Dataset excerpts

- Opening Delimiter -

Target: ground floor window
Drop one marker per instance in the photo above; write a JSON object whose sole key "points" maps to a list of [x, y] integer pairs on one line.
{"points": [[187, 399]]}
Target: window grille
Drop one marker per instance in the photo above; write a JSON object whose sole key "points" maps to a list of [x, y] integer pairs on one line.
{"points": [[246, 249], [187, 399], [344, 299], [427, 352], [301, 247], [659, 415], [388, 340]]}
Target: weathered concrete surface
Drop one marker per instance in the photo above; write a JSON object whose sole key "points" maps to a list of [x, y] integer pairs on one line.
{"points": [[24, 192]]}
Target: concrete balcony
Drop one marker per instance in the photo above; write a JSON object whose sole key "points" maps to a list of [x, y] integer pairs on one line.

- Closing Delimiter -

— Your task —
Wherever the string "concrete" occurs in the records above, copy that line.

— Answer to this problem —
Target: weathered concrete surface
Target: concrete balcony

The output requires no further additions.